◆ **Extrait présenté**

──────────────────────────────

Du pidgin au protolangage

Cette façon, plutôt nouvelle, d’aborder la phylogenèse du langage a été inaugurée par le linguiste américain Derek Bickerton, de l’université d’Hawaï. Bickerton est parti du contraste qui existe entre deux formes un peu particulières que revêt le langage humain : le pidgin et le créole. Lorsque des êtres humains adultes d’origine culturelle différente se retrouvent dans la nécessité de communiquer, ils développent en quelques mois un pidgin, c’est-à-dire un code de communication qui s’apparente à la forme de langage attribuée au personnage de Tarzan. C’est le cas bien connu des esclaves des caraïbes, dont les origines culturelles étaient trop variées pour permettre à leurs langues de se perpétuer après leur transplantation forcée. C’est aussi le cas des commerçants de Hawaï, qui affluèrent de diverses régions du Pacifique asiatique (Japon, Corée, Philippines, entre autres). Poussés par le besoin de communiquer, ces adultes s’accordent rapidement sur un vocabulaire limité, généralement emprunté à la langue locale la plus accessible, par exemple l’anglais dans le cas d’Hawaï. En Taï Boï, un pidgin franco-vietnamien, cela peut donner des phrases du genre : " Moi faim. Moi tasse. Lui aver permission repos. Demain moi retour campagne. "

Les pidgins peuvent perdurer et se complexifier quelque peu. Pourtant, dans certaines conditions, la transition vers le créole peut être extrêmement abrupte. Le créole emprunte lui aussi son vocabulaire à une autre langue, mais contrairement au pidgin, il possède toutes les caractéristiques universelles des langues : mots grammaticaux (prépositions, conjonctions, …), enchâssement (inclusion des syntagmes dans d’autres syntagmes), morphologie (conjugaison, accord, affixes,…). Que faut-il pour passer d’un pidgin à un créole ? D’après Bickerton, il suffit que les enfants de moins de six ans exposés au seul pidgin grandissent ensemble, par exemple dans un habitat urbain.

──────────────────────────────

◆ **Matériel**
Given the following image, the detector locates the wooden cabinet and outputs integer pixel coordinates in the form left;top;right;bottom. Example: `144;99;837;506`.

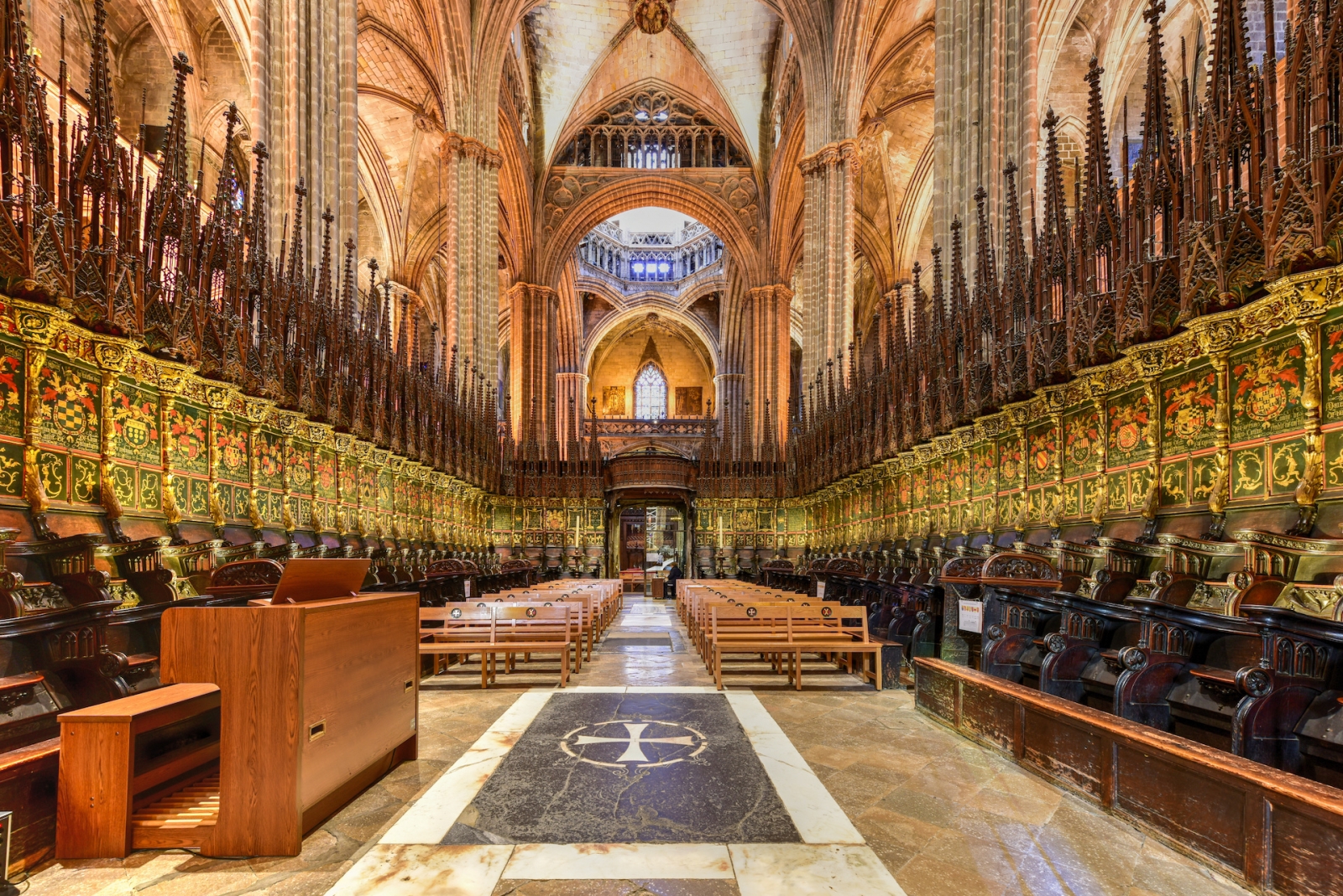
56;684;219;858
159;593;419;856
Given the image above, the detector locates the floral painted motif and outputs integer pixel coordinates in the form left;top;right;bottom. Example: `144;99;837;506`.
1162;370;1217;451
1231;339;1305;436
110;379;159;464
1026;426;1058;483
998;436;1022;488
215;421;248;482
38;361;101;452
1108;392;1152;463
168;403;208;474
253;430;285;488
0;352;23;437
1063;409;1100;477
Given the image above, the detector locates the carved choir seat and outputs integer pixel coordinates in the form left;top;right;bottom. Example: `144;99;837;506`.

──────────────────────────────

◆ **Tâche donnée 1**
D'après l'extrait sur le pidgin et le créole, de quelle université vient le linguiste Derek Bickerton ?
◆ **Tâche donnée 2**
Poursuivez l'extrait sur le passage du pidgin au créole à partir de sa dernière phrase.

◆ **Réponse finale 1**
De l'université d'Hawaï.

◆ **Réponse finale 2**
La conclusion que tire Bickerton de ce phénomène est inattendue. Pour lui, la possibilité d’un passage abrupt du pidgin au créole révèle le fait que les êtres humains disposent de deux moyens différents pour s’exprimer. Dans des circonstances anormales, ils retrouvent une forme de communication ancienne, que Bickerton baptise protolangage, et dont on observe la manifestation dans le pidgin. Nous sommes tous capables d’adopter, instantanément, cette manière de parler qui nous semble primitive. Cette capacité, pour Bickerton, nous donne une idée de ce que pouvait être le langage d’homo erectus : un protolangage dépourvu de syntaxe dans lequel les mots sont groupés en phrases minimales.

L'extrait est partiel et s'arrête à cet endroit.